* [What you are asked to do]:
Once you have read the entries below, repeat all of them exactly.

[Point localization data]
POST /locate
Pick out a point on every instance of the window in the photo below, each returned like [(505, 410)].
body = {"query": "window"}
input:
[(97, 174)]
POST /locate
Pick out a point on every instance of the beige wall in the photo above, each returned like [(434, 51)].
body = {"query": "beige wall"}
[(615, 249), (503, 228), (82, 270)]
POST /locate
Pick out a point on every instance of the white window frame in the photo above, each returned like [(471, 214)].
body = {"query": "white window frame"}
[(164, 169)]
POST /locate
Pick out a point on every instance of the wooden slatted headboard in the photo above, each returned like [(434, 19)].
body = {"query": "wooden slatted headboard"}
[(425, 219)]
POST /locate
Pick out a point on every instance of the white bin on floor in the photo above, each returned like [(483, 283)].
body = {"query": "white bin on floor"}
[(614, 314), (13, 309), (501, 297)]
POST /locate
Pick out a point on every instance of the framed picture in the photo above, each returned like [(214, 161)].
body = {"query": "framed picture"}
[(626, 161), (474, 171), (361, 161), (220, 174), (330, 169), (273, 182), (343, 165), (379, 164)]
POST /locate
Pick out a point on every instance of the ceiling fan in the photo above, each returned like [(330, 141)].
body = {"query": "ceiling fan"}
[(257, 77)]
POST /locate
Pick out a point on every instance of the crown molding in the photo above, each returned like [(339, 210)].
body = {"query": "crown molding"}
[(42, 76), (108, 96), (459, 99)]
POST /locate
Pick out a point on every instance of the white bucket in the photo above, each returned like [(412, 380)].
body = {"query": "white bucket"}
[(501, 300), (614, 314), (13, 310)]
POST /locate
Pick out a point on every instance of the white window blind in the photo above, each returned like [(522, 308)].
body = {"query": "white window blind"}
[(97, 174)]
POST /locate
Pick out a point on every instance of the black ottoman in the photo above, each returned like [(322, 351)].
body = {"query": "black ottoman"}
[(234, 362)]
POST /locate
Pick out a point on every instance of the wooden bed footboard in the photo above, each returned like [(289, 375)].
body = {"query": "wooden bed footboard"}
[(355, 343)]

* [Answer for the task]:
POST /locate
Pick out a point on every instance of the window in the photo below, each returned like [(505, 410)].
body = {"query": "window"}
input:
[(97, 174)]
POST /locate
Pick out a point on every instance of the beige wall in the photo above, each returned like [(434, 51)].
body = {"query": "beige wall"}
[(615, 249), (503, 228), (82, 270)]
POST /locate
Pick out a point on every instance of the white window frame in the photo above, each returned like [(471, 214)].
body = {"query": "white window frame"}
[(164, 169)]
POST /locate
Pick out a point on every instance of the wooden slatted headboard in the photo above, each returned like [(434, 19)].
body = {"query": "wooden slatted headboard"}
[(425, 219)]
POST /locate
Pick out a point on every instance of the white bin on floor in the photo above, each returned like [(483, 283)].
body = {"query": "white bin on floor"}
[(614, 314), (13, 309), (501, 297)]
POST /locate
Pick out a point on every instance of the framed picture in the photo above, each returned like [(214, 161)].
body = {"query": "framed picture"}
[(626, 161), (474, 171), (361, 161), (220, 174), (330, 169), (273, 182), (343, 165), (379, 164)]
POST /locate
Pick out a point on every instance of the ceiling fan in the photo above, each returned like [(330, 141)].
body = {"query": "ceiling fan"}
[(257, 77)]
POST /locate
Pick out a point on every instance of the crown molding in the photo above, each returned like [(339, 210)].
body = {"query": "crown molding"}
[(42, 76), (108, 96), (459, 99)]
POST /locate
Pick out a point on every instance of the white bucket in the photo above, each returned like [(412, 380)].
body = {"query": "white bucket"}
[(501, 300), (614, 314), (13, 310)]
POST /locate
Pick out a point on every instance of the white window blind in the photo above, each returned like [(522, 308)].
body = {"query": "white window blind"}
[(97, 174)]
POST /locate
Pick out a point on every instance of the black ottoman in the photo above, each returned like [(322, 351)].
body = {"query": "black ottoman"}
[(234, 362)]
POST /locate
Pick out a point on every instance of the wooden bed footboard in the photo above, each returned like [(289, 375)].
body = {"query": "wooden bed footboard"}
[(355, 343)]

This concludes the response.